• _DOCUMENT TEXT_:
•••••
2. The genetically modified host cell of claim 1, wherein the enzyme having immunoproteasome activity is a immunoproteasome, a variant thereof or a fragment thereof.

3. The genetically modified host cell of claim 1, wherein the enzyme having immunoproteasome activity is a heterologous or chimeric immunoproteasome.

4. The genetically modified host cell claim 1, wherein the one or more heterologous nucleic acid molecule each encodes one or more subunits of the enzyme having immunoproteasome activity, the one or more subunits selected from the group consisting of .beta.1i, .beta.3i, and .beta.5i.

5. (canceled)

6. (canceled)

7. The genetically modified host cell of claim 4, having heterologous nucleic acid molecule encoding .beta.1i, .beta.2i, and .beta.5i subunits, and a 2A sequence separating each subunit.
•••••
• _RECORDED INFORMATION_:
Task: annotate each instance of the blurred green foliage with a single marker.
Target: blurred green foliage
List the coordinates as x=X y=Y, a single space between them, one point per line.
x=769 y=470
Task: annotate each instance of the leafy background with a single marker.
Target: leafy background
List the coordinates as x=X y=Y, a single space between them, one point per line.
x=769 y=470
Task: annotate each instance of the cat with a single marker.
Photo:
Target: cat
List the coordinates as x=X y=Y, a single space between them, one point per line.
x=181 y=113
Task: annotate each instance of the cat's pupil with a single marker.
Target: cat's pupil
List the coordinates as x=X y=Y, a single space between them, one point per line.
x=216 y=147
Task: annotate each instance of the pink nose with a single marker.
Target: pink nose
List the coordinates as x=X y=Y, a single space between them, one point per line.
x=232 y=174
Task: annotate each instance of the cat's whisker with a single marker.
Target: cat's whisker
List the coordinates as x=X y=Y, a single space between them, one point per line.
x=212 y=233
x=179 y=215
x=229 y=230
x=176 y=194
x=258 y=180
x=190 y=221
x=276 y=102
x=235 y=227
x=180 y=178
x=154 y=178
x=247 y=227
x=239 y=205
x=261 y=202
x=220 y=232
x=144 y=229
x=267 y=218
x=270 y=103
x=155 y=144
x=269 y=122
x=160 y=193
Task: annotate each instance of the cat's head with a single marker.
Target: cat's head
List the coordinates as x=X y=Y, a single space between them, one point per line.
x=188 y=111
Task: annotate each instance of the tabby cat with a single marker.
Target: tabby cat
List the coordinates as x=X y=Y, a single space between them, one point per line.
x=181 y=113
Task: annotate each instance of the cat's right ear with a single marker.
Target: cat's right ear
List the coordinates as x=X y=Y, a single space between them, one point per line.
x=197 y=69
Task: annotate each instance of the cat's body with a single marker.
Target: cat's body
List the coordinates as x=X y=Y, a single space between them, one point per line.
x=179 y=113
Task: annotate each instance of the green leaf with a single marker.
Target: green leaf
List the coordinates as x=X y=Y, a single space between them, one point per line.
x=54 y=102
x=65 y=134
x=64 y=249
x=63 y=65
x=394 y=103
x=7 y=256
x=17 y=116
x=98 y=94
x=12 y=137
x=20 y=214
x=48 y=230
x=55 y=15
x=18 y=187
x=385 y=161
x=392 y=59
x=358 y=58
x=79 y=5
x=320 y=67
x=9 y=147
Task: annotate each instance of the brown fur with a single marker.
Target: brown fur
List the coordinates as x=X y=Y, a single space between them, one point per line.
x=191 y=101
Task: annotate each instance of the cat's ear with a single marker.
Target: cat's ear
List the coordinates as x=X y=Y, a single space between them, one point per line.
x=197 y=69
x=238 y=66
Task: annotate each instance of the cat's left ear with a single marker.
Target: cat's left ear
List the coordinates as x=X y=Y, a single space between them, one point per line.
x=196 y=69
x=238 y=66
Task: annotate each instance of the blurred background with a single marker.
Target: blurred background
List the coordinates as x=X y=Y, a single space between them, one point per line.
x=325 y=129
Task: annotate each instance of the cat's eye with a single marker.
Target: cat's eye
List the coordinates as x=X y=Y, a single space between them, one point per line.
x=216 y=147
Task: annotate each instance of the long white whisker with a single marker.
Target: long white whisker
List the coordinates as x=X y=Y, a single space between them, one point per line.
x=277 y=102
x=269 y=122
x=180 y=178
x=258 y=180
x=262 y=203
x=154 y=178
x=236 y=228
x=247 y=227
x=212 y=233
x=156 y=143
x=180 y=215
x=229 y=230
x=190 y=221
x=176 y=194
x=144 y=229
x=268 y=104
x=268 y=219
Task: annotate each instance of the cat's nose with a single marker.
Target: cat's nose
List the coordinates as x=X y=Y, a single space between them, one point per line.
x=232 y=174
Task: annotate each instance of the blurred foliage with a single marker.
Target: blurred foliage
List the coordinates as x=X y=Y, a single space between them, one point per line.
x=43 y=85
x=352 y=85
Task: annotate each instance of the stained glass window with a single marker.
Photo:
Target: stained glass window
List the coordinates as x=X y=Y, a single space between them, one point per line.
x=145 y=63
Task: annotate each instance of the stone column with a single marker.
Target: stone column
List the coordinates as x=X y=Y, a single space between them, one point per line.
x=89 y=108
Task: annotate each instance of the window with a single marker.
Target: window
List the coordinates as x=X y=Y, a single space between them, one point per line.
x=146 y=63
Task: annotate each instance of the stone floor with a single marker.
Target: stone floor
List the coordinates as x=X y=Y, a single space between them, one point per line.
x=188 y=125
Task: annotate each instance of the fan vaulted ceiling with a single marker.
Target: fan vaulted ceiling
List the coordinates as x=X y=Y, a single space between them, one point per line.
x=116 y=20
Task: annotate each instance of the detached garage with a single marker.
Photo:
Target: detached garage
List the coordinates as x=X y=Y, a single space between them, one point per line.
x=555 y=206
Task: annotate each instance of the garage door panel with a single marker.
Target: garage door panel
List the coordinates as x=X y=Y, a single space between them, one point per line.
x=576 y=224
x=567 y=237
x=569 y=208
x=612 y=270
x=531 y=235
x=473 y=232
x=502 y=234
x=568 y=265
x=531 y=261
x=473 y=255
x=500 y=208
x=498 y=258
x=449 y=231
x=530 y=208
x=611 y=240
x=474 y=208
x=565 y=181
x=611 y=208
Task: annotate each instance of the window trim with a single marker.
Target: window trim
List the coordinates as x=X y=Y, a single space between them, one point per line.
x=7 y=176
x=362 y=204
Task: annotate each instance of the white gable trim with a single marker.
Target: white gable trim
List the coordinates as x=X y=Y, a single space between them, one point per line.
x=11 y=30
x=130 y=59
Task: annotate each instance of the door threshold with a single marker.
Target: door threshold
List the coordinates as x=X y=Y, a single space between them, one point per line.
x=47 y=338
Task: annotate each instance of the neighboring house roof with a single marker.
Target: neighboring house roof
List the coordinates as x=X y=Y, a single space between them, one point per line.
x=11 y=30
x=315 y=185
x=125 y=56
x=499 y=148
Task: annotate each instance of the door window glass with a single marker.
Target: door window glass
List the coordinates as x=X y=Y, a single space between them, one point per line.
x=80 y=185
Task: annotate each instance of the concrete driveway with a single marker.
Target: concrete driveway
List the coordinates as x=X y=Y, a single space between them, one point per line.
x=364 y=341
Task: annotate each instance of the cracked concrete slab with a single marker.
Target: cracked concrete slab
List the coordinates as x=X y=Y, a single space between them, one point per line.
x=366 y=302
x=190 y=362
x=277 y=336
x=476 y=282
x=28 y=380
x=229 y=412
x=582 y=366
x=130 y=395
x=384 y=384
•••••
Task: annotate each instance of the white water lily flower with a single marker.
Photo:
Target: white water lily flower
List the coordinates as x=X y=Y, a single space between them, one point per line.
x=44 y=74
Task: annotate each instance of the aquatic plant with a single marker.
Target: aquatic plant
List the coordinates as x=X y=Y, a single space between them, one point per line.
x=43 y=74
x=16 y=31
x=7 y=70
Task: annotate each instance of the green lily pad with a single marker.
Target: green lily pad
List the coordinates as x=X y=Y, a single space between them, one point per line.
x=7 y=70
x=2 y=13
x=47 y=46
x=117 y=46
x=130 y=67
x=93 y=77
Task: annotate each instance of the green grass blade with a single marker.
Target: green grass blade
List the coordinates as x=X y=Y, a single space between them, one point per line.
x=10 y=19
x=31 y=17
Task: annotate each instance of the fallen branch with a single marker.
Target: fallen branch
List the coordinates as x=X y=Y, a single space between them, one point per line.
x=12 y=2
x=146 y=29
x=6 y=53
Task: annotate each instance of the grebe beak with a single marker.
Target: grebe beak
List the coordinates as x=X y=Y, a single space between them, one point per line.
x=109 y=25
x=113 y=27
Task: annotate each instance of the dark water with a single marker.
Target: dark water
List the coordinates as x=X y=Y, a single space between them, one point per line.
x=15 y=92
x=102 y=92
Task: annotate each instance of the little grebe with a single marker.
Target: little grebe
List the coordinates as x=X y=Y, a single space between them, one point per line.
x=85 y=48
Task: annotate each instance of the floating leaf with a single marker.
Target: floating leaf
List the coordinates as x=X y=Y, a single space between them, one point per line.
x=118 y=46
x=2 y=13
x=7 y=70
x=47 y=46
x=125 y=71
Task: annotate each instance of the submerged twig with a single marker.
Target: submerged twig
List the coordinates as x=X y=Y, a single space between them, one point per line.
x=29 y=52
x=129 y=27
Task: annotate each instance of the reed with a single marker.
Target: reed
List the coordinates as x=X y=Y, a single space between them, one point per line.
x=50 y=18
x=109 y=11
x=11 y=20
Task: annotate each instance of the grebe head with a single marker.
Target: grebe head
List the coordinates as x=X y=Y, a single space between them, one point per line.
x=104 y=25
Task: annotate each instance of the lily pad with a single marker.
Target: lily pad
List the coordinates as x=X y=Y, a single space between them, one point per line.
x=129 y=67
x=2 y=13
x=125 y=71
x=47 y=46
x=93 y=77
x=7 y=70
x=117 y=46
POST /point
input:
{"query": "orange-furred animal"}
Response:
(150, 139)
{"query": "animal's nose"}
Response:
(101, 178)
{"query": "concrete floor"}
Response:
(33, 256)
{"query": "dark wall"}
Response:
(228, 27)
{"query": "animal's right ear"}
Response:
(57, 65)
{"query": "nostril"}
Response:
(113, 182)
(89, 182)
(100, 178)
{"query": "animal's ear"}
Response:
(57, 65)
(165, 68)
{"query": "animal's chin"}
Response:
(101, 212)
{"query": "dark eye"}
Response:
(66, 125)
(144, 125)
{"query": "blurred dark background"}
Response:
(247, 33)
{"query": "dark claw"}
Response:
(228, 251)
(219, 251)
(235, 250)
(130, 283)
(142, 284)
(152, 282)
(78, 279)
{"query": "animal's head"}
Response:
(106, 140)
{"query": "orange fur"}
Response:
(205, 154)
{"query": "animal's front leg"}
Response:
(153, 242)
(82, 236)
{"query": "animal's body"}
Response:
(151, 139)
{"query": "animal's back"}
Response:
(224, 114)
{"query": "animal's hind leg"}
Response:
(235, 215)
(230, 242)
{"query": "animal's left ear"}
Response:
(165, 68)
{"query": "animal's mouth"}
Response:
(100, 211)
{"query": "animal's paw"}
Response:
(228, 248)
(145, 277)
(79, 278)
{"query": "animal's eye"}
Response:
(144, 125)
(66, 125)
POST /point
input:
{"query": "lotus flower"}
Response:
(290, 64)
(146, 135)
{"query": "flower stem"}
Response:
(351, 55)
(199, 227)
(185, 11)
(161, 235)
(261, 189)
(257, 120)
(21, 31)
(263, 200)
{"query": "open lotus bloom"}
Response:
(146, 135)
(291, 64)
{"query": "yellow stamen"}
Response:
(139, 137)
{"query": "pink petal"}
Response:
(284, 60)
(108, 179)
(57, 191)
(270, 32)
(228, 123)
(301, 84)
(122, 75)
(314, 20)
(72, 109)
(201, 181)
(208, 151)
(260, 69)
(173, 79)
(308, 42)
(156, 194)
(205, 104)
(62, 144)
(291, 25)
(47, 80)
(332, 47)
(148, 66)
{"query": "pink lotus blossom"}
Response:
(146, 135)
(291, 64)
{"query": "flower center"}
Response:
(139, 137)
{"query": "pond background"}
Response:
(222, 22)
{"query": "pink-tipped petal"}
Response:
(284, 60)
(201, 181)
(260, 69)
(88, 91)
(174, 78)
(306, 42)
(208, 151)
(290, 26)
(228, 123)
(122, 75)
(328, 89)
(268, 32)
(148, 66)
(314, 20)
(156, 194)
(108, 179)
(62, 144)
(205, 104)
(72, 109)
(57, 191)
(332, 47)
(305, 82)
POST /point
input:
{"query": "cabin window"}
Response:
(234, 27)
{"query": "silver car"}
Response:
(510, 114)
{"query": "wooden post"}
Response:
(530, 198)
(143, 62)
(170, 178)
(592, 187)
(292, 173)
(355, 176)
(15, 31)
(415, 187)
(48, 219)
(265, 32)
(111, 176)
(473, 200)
•••••
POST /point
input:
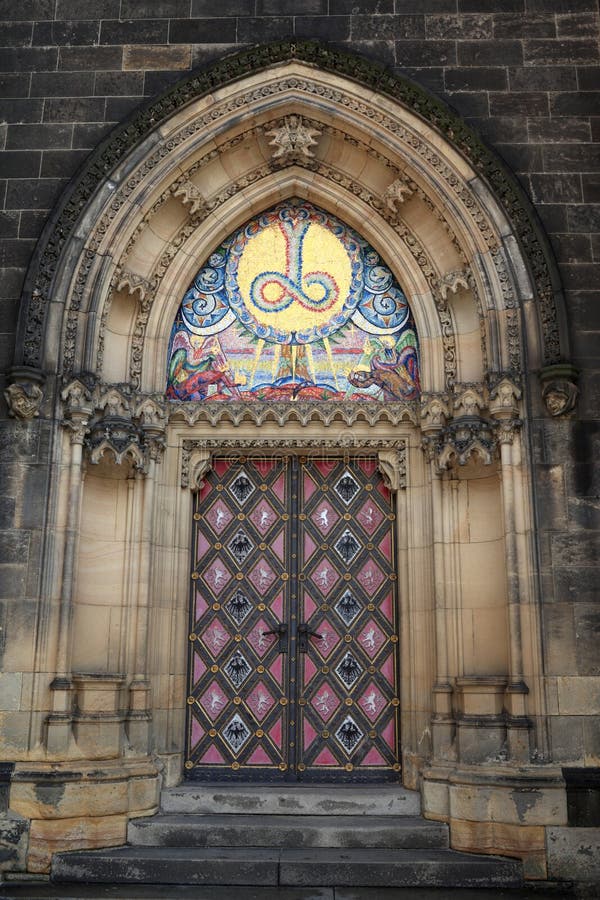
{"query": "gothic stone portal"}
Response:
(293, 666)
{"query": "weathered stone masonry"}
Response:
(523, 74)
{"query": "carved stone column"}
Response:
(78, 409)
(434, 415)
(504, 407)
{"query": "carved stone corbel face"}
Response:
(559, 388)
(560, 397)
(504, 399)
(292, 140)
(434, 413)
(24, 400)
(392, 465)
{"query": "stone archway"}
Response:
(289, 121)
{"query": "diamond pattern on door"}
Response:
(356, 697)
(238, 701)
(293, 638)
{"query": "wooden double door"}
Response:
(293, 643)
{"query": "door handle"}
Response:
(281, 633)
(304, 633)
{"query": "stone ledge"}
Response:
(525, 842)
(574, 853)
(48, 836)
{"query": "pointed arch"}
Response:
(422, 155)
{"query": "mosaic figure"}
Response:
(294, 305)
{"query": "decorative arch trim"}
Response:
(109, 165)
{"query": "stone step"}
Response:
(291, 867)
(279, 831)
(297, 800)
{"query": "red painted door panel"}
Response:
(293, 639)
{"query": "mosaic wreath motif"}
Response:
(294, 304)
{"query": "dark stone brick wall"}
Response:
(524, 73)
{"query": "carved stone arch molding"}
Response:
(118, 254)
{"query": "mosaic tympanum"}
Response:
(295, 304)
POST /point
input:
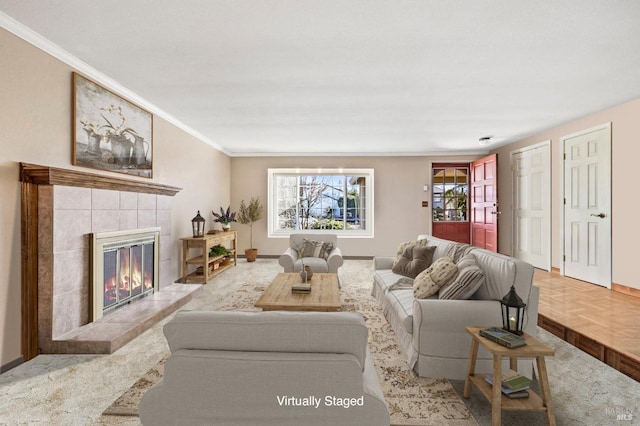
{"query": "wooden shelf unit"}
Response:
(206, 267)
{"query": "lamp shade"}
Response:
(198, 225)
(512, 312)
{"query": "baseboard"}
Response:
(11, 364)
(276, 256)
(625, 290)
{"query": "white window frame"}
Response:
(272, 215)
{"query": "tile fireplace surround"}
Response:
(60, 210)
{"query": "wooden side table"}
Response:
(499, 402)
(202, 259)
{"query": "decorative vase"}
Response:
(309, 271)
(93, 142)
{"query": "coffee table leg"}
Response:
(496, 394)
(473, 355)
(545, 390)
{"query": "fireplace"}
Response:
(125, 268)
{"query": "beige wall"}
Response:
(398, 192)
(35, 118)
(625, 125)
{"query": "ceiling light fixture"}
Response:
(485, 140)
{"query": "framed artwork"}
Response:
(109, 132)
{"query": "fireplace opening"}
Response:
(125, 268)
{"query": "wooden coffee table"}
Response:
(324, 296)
•••••
• _EXERCISE REQUIREMENTS_:
• 1. In the patent claims, rewrite the part that opens with the words containing "6. (canceled)" and closes with "separating each subunit.", swapping "2A sequence" for "P2A sequence".
• 2. According to the patent claims, what separates each subunit in claim 7?
• 3. List every immunoproteasome subunit named in the patent claims.

• _REPLIES_:
• 1.
6. (canceled)

7. The genetically modified host cell of claim 4, having heterologous nucleic acid molecule encoding .beta.1i, .beta.2i, and .beta.5i subunits, and a P2A sequence separating each subunit.

• 2. A 2A sequence.

• 3. .beta.1i, .beta.2i, .beta.3i, .beta.5i